→ **Task statement**: Could you copy every one of the records below line for line, with no changes?

→ **Exercise data**:
◇ ◇ ◇ ◇ ◇ ◇ ◇
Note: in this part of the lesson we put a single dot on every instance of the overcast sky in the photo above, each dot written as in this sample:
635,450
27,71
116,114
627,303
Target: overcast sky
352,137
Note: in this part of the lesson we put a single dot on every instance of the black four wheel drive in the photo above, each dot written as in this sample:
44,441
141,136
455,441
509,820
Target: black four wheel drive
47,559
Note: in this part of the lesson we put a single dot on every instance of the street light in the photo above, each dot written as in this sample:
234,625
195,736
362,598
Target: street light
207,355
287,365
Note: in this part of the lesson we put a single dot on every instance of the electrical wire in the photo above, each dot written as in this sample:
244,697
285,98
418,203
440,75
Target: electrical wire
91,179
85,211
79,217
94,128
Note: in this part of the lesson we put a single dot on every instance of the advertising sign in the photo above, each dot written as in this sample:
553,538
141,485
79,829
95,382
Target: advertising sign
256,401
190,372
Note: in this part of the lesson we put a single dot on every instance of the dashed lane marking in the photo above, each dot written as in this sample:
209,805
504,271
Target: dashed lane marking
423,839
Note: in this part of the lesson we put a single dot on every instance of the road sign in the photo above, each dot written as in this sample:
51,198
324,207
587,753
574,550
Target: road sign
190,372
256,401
◇ ◇ ◇ ◇ ◇ ◇ ◇
→ **Result**:
Note: in this part of the lesson we put a single dot on every instance of the overcast sky in the photo above, each dot written as in this sample:
635,450
27,71
116,114
627,303
Target: overcast sky
352,137
Note: in this part of the lesson we put a single dot on every instance of the black four wheel drive in the photo above, each dot written as in this sample:
44,441
141,136
455,441
509,820
Target: black four wheel drive
47,559
Note: in this part of the lesson we put a single dot on every instance of the street light in the photo above, each dot written as in this sample:
234,625
195,736
362,598
Target: street light
207,355
287,365
Note: in this part of the lesson we put a single dot on every instance of the electrical wire in the photo above, each dot written as in this sample:
244,697
285,98
418,203
440,75
Target: electrical wire
91,179
85,211
79,217
94,128
Note: in this part of the lesson we put a single dot on every instance of the advertising sign in the photo above, each dot written as in this sample:
553,538
141,485
79,829
95,382
Target: advertising sign
256,401
190,372
Note: in this part of the lesson we put a single dot on every instance of the dashed lane marking in the photo above, each dot written as in this sample:
209,805
504,271
Target: dashed lane marking
423,839
Note: in this part of the lesson we put a single dot on every instance of the road sign in the photo above, each dot written as in this sample:
51,198
324,207
587,753
574,550
Target: road sign
190,372
256,401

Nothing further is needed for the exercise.